_Exercise objective:_ Convert every line of the entries below into a numbered list, dropping any blank lines.

Some entries
--- Start ---

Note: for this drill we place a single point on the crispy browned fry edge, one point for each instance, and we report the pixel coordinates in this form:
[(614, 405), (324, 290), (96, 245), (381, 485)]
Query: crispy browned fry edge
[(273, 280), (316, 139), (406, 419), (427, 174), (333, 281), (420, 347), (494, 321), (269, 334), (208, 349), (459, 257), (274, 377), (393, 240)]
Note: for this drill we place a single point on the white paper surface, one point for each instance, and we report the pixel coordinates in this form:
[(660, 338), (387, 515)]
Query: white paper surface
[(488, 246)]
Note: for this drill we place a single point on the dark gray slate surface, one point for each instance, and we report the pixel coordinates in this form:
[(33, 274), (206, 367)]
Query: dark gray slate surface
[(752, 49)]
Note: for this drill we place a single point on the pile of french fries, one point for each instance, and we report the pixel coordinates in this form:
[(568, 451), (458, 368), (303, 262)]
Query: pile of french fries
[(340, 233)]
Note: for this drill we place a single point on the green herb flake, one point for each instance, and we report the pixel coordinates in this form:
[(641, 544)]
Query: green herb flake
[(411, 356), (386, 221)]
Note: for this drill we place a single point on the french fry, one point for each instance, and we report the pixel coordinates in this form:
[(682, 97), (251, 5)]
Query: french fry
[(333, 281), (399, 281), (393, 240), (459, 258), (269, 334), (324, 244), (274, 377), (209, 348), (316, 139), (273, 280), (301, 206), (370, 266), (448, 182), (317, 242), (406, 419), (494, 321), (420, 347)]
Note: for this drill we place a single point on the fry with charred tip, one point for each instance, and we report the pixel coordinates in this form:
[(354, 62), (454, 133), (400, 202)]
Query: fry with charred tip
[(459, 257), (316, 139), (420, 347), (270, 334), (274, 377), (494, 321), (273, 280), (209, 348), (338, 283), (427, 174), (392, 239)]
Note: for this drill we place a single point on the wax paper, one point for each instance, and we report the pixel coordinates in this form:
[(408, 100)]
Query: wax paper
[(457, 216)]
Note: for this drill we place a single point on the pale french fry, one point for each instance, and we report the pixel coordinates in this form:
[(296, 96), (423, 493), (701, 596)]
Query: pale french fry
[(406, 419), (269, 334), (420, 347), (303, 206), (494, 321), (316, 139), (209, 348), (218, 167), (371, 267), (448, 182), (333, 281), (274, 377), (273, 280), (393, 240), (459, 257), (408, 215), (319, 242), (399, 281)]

--- End ---

_Written answer:_
1. Note: for this drill we place a single point on the crispy browned fry edge, one point for each instance, and we report the pixel coordinates in this form:
2. [(614, 405), (324, 290), (96, 245), (381, 485)]
3. Query: crispy browned fry edge
4. [(273, 280), (316, 139), (406, 419), (427, 174), (333, 281), (420, 347), (494, 321), (269, 334), (208, 349), (459, 257), (274, 377), (393, 240)]
5. Note: for this drill we place a single point on the white paper surface, one point for each instance, and we report the pixel coordinates in this form:
6. [(660, 338), (387, 515)]
7. Query: white paper surface
8. [(488, 246)]
9. Note: for this drill we place a single point on the dark gray slate surface, one point for each instance, and we report the pixel coordinates in this form:
10. [(33, 274), (206, 367)]
11. Query: dark gray slate surface
12. [(752, 49)]
13. Note: for this drill we place a single point on the pile of french fries, one point for each instance, and we report the pixel coordinates in this form:
14. [(568, 451), (458, 368), (303, 262)]
15. Query: pile of french fries
16. [(340, 233)]
17. Note: for this drill we place a single point on the green herb flake, one point for each instance, and we report the pixel coordinates in this form:
18. [(641, 544)]
19. Query: green herb flake
20. [(411, 356), (386, 221)]
21. Note: for this drill we place a single point on the french fry, one point for each instance, and we report the pixel coordinates in this form:
22. [(682, 97), (251, 5)]
23. Query: french fry
24. [(333, 281), (399, 281), (393, 240), (459, 258), (269, 334), (324, 244), (274, 377), (209, 348), (316, 139), (273, 280), (301, 206), (370, 266), (448, 182), (317, 242), (406, 419), (494, 321), (420, 347)]
25. Note: for this drill we place a single point on the fry with charred tip, one point for each instance, and we report the pixel coordinates in this form:
26. [(354, 62), (454, 133), (400, 202)]
27. Query: fry with charred tip
28. [(459, 257), (316, 139), (420, 347), (270, 334), (274, 377), (494, 321), (273, 280), (209, 348), (338, 283), (427, 174), (392, 239)]
29. Note: for this drill we place a single point on the wax paper, one point for each instance, and we report the pixel coordinates in this form:
30. [(408, 100)]
31. Query: wax paper
32. [(457, 216)]
33. Note: for this drill we place a single point on the pale french fry, one point for each instance, and we report the pixel coordinates in this form:
34. [(296, 96), (423, 493), (701, 596)]
35. Query: pale french fry
36. [(406, 419), (269, 334), (420, 347), (303, 206), (494, 321), (316, 139), (209, 348), (218, 167), (371, 267), (448, 182), (333, 281), (274, 377), (273, 280), (393, 240), (459, 257), (408, 215), (319, 242), (399, 281)]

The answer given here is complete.